Information provided Block Start
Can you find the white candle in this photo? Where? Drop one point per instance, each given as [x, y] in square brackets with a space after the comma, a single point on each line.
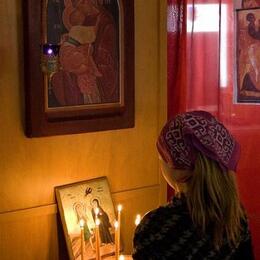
[81, 224]
[96, 212]
[137, 219]
[116, 225]
[119, 209]
[97, 239]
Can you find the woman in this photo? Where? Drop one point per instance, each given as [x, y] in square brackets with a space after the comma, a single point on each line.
[205, 219]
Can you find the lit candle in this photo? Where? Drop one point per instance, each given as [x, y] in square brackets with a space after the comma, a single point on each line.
[96, 212]
[81, 224]
[117, 244]
[119, 209]
[97, 239]
[137, 219]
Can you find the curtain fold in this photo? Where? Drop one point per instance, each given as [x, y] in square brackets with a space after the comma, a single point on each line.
[201, 76]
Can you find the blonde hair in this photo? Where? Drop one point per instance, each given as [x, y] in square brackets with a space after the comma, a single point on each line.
[213, 202]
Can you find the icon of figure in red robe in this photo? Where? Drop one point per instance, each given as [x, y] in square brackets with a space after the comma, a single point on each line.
[89, 56]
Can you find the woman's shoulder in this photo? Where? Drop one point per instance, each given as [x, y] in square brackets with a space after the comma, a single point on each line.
[170, 214]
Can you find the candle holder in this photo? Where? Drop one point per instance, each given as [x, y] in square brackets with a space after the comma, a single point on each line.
[50, 59]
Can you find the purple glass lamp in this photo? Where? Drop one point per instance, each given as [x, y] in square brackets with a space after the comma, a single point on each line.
[50, 58]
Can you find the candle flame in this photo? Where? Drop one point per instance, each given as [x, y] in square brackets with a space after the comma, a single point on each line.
[119, 208]
[81, 223]
[138, 219]
[116, 224]
[96, 211]
[97, 222]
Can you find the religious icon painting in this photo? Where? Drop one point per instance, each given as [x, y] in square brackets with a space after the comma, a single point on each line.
[79, 66]
[80, 204]
[248, 56]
Information provided Block End
Exercise brief.
Reproduce the data above line for line, excluding every picture.

Solution for this problem.
Can you find the white candle in this photo? Where? Drop one point per instance, each given as [x, y] in square brackets with a space after the comma, a single point on each line.
[81, 224]
[96, 212]
[137, 219]
[116, 225]
[119, 209]
[97, 239]
Can you find the woman in this photo? Where? Drop one point per instance, each given as [x, y] in square brackets with a space after the comma, a single point on each line.
[205, 219]
Can you find the lit candle in this photo? Where? Drop one point per instance, each given as [x, y] in square brackets with a space after the comma, a single point on each line.
[96, 212]
[81, 224]
[117, 244]
[119, 209]
[97, 239]
[137, 219]
Can you find the curtain fold in this photo? Where? Drop one point per instance, each given as [x, y] in square brackets with a space after the comma, a single point on each line.
[201, 76]
Can you find the blonde hair in this photo? Where? Drop one point per instance, each given as [x, y] in square brackets with a space after the comma, a single point on each line.
[213, 202]
Can you find the icon of figure in red robe in this photo? Where? Drop one point per instance, each given as [x, y] in square brackets with a space after the comma, a single point on each line.
[89, 56]
Can you find the woman's shoulder in this photo? Where? Drop one point per instance, each given as [x, y] in square brackets with a space after the comma, a single point on each line.
[170, 214]
Can you find the candle holder in this photo? Where? Drop one point per instance, each given as [x, y] in square brackets with a space after the comma, a single point on each line.
[50, 59]
Can you find the purple glass lamp in this photo? Where? Drop one point per instance, each given as [x, y] in square brackets with a space after the comma, a single point on each line.
[50, 58]
Can you find the candle flame in this photo? Where? Drop one point per instance, each given as [x, y] in square brackets with a space after the comma, a single point on each line.
[119, 208]
[81, 223]
[138, 219]
[116, 224]
[96, 211]
[97, 222]
Can you find the religious icon painting in this photo? Where? Drop one point per instance, each given as [x, y] in square brackets with a space after the comma, a single point on each line.
[79, 66]
[80, 204]
[248, 56]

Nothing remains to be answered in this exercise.